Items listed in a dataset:

══════════

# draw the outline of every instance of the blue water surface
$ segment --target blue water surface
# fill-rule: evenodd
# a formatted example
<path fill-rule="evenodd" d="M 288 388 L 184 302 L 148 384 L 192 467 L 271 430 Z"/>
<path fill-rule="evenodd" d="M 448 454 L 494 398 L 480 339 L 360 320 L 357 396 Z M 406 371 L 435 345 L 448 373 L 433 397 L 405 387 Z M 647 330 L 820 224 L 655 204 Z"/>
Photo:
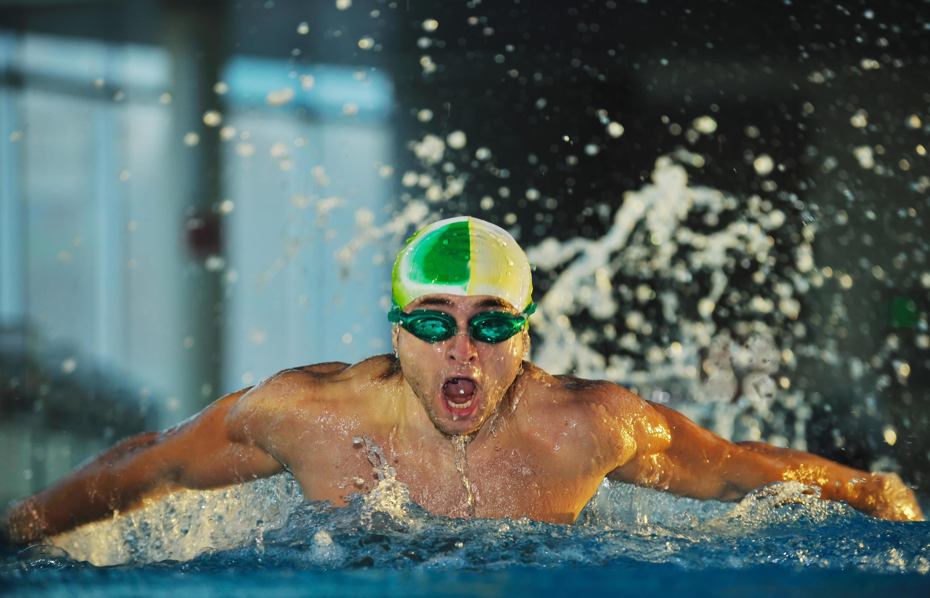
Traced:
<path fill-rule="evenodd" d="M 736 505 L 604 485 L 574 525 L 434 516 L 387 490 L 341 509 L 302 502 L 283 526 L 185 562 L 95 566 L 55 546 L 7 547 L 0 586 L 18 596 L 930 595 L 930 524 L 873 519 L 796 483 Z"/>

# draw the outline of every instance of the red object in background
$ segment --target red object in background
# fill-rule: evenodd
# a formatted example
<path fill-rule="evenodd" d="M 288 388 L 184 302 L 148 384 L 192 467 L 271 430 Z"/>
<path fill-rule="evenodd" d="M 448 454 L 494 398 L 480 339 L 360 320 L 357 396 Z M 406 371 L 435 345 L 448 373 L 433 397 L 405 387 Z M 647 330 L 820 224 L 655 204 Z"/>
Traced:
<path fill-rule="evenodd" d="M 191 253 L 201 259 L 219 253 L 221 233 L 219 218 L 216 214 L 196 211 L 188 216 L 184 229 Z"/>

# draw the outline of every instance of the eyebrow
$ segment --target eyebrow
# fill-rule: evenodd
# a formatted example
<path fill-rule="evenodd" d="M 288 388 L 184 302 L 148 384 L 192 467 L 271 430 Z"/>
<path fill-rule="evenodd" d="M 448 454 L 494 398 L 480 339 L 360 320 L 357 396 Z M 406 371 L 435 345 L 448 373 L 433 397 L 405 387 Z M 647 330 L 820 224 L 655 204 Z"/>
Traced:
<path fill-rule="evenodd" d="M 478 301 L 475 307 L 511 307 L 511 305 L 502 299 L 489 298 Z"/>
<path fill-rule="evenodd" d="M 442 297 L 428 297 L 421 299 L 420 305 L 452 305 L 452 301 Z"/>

══════════

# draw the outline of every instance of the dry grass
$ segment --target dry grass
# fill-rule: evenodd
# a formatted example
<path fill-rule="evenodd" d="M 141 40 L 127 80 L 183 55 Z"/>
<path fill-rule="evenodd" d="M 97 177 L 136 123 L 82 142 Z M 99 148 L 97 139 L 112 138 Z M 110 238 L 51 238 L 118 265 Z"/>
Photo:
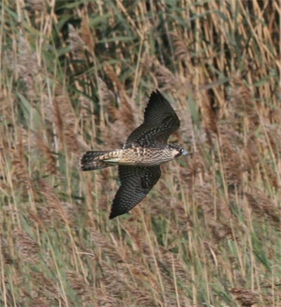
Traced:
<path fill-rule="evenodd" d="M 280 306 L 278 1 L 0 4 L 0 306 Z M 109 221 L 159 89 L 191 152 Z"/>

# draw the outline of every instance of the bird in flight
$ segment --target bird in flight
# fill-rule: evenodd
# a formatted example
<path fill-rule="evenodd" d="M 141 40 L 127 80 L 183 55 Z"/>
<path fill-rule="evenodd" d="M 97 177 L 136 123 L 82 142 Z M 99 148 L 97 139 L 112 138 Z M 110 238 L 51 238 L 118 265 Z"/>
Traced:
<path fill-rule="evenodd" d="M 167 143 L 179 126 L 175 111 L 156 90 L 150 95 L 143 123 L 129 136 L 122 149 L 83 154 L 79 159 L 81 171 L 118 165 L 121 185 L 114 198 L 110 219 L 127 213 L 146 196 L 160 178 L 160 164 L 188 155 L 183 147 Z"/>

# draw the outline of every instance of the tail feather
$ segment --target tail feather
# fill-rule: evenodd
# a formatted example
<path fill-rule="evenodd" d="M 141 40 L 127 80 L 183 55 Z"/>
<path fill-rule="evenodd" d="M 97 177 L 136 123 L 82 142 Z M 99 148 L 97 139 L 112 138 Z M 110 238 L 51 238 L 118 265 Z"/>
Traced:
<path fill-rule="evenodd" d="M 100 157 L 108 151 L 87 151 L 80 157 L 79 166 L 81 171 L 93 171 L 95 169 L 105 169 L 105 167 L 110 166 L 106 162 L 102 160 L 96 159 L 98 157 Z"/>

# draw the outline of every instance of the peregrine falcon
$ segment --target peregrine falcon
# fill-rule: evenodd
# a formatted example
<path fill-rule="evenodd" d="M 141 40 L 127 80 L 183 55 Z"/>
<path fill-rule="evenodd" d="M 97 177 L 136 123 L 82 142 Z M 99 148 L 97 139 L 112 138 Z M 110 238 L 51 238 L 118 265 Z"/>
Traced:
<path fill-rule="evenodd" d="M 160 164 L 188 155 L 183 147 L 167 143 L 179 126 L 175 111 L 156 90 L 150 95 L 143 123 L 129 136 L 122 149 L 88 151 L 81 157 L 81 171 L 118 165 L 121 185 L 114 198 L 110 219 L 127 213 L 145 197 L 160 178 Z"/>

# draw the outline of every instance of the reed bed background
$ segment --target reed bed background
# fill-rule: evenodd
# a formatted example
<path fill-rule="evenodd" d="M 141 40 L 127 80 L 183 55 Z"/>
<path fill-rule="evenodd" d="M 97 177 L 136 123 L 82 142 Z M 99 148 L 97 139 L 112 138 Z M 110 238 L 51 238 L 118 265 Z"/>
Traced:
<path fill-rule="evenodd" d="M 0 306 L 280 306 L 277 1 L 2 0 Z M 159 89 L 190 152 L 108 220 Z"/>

══════════

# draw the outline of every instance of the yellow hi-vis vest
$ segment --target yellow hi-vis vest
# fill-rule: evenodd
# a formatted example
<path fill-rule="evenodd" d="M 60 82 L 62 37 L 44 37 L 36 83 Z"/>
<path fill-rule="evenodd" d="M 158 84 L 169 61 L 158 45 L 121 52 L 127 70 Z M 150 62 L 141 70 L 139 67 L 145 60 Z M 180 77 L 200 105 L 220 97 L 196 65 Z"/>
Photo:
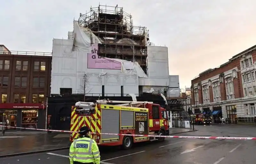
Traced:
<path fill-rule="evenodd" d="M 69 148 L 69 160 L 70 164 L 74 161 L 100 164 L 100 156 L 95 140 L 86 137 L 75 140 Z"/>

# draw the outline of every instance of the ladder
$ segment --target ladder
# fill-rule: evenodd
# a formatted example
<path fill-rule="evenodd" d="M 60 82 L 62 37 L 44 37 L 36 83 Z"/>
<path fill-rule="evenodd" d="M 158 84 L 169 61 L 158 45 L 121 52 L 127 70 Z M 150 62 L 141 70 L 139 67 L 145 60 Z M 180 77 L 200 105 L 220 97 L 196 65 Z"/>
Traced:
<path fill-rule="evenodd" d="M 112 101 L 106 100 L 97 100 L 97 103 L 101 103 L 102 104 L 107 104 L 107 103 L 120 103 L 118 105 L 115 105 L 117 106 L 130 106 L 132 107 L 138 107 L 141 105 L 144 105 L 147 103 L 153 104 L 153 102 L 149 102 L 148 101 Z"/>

══════════

* Task statement:
Retype the lines of the material above, starting with the line that contains "# draw the outline of every instance of the reed" and ending with the line that contains "0 306 L 280", with both of those lines included.

* Response below:
# draw the outline of every instance of the reed bed background
$ segment --target reed bed background
# fill-rule: evenodd
# a formatted example
<path fill-rule="evenodd" d="M 141 40 L 127 80 L 183 55 Z"/>
<path fill-rule="evenodd" d="M 97 177 L 136 123 L 82 142 Z M 99 148 L 97 139 L 112 138 Z M 110 238 L 51 238 L 118 265 Z"/>
Traced:
<path fill-rule="evenodd" d="M 0 306 L 280 306 L 277 1 L 2 0 Z M 159 89 L 190 152 L 108 220 Z"/>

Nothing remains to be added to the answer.